━━━━━ Material for the task

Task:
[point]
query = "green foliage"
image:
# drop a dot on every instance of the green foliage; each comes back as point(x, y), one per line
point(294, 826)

━━━━━━━━━━
━━━━━ Material for the task

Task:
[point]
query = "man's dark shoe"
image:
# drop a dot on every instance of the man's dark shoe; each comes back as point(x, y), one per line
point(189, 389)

━━━━━━━━━━
━━━━━ Material for the task

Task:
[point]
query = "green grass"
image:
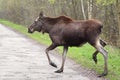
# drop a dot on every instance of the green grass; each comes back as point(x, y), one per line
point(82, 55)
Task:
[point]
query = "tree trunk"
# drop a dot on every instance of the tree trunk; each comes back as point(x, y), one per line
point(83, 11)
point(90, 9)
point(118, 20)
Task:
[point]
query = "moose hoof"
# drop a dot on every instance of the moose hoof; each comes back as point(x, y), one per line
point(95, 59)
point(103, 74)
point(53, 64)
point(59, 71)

━━━━━━━━━━

• _Activity_: Your answer must be every line from the listing above that holds the string "query".

• _Worked solution_:
query = "green foliage"
query = "man's dark shoe"
query = "green grass"
query = "tree trunk"
query = "moose hoof"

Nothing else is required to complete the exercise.